▸ **INPUT FOR THIS TASK**
◆ ◆ ◆
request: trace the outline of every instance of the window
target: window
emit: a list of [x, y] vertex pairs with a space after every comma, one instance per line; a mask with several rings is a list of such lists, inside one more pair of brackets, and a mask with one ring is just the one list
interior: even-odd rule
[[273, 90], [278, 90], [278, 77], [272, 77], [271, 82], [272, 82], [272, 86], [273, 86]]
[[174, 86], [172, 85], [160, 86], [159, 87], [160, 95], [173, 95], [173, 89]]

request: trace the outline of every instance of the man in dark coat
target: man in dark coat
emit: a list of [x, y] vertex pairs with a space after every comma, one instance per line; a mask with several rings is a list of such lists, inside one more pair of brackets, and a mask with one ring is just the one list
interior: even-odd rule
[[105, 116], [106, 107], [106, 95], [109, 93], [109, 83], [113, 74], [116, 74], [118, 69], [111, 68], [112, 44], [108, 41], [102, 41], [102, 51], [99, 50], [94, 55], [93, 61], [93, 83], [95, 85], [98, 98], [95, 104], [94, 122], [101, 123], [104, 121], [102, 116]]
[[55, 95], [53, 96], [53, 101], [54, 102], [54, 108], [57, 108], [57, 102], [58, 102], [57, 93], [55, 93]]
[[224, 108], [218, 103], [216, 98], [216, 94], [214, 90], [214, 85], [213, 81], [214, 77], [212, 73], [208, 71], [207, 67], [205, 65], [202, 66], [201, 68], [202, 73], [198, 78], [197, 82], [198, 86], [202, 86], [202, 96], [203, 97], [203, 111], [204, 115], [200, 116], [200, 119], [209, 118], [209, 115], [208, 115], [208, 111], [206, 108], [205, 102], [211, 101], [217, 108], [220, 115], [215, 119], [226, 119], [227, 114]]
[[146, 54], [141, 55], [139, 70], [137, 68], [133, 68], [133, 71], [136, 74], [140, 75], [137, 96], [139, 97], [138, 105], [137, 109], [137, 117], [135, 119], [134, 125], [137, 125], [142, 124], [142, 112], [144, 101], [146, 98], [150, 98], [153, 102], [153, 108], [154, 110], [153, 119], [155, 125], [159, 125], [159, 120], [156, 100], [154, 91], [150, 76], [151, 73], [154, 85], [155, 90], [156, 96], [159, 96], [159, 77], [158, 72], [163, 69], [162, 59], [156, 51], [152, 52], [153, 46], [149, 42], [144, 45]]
◆ ◆ ◆
▸ **WRITTEN INSTRUCTION**
Rewrite all of the material above, changing "vertex pairs" to "coordinate pairs" wherever it appears and leaving everything else as it is.

▸ **RESULT BELOW**
request: trace the outline of every instance of the window
target: window
emit: a list of [x, y] coordinate pairs with a space after every comma, one instance per line; a mask with several rings is a list of such lists, inside one more pair of brackets, and a mask with one ring is just the one list
interior: even-odd rule
[[273, 90], [278, 90], [278, 77], [272, 77], [271, 82], [272, 82], [272, 86], [273, 86]]
[[174, 86], [172, 85], [160, 86], [159, 87], [160, 95], [173, 95], [173, 89]]

request: trace the outline of every instance of the man in dark coat
target: man in dark coat
emit: a list of [x, y] coordinate pairs with a space after every comma, one instance per line; a mask with several rings is a list of such lists, inside one more pair of brackets, and a mask with one ring is just the one list
interior: even-odd rule
[[105, 116], [106, 107], [106, 95], [109, 93], [109, 83], [113, 74], [116, 74], [118, 69], [111, 68], [112, 44], [108, 41], [102, 41], [102, 51], [99, 50], [94, 55], [93, 61], [93, 83], [95, 85], [98, 98], [95, 104], [94, 122], [101, 123], [104, 121], [102, 116]]
[[55, 95], [53, 96], [53, 101], [54, 102], [54, 108], [57, 108], [57, 102], [58, 102], [57, 93], [55, 93]]
[[224, 108], [218, 103], [216, 98], [216, 94], [214, 90], [214, 85], [213, 81], [214, 77], [212, 73], [208, 71], [207, 67], [205, 65], [202, 66], [201, 68], [202, 73], [198, 78], [197, 82], [198, 86], [202, 86], [202, 96], [203, 97], [203, 111], [204, 115], [200, 116], [200, 119], [209, 118], [209, 115], [208, 115], [208, 111], [206, 108], [205, 102], [211, 101], [217, 108], [220, 115], [215, 119], [226, 119], [227, 114]]
[[146, 54], [141, 55], [139, 70], [137, 68], [133, 68], [133, 71], [136, 74], [140, 75], [137, 96], [139, 97], [138, 105], [137, 109], [137, 117], [135, 119], [134, 125], [137, 125], [142, 124], [142, 112], [144, 101], [146, 98], [150, 98], [153, 102], [153, 108], [154, 110], [153, 119], [155, 125], [159, 125], [159, 120], [156, 100], [154, 91], [150, 76], [151, 73], [154, 85], [155, 90], [156, 96], [159, 96], [159, 77], [158, 72], [163, 69], [162, 59], [156, 51], [152, 52], [153, 46], [149, 42], [144, 45]]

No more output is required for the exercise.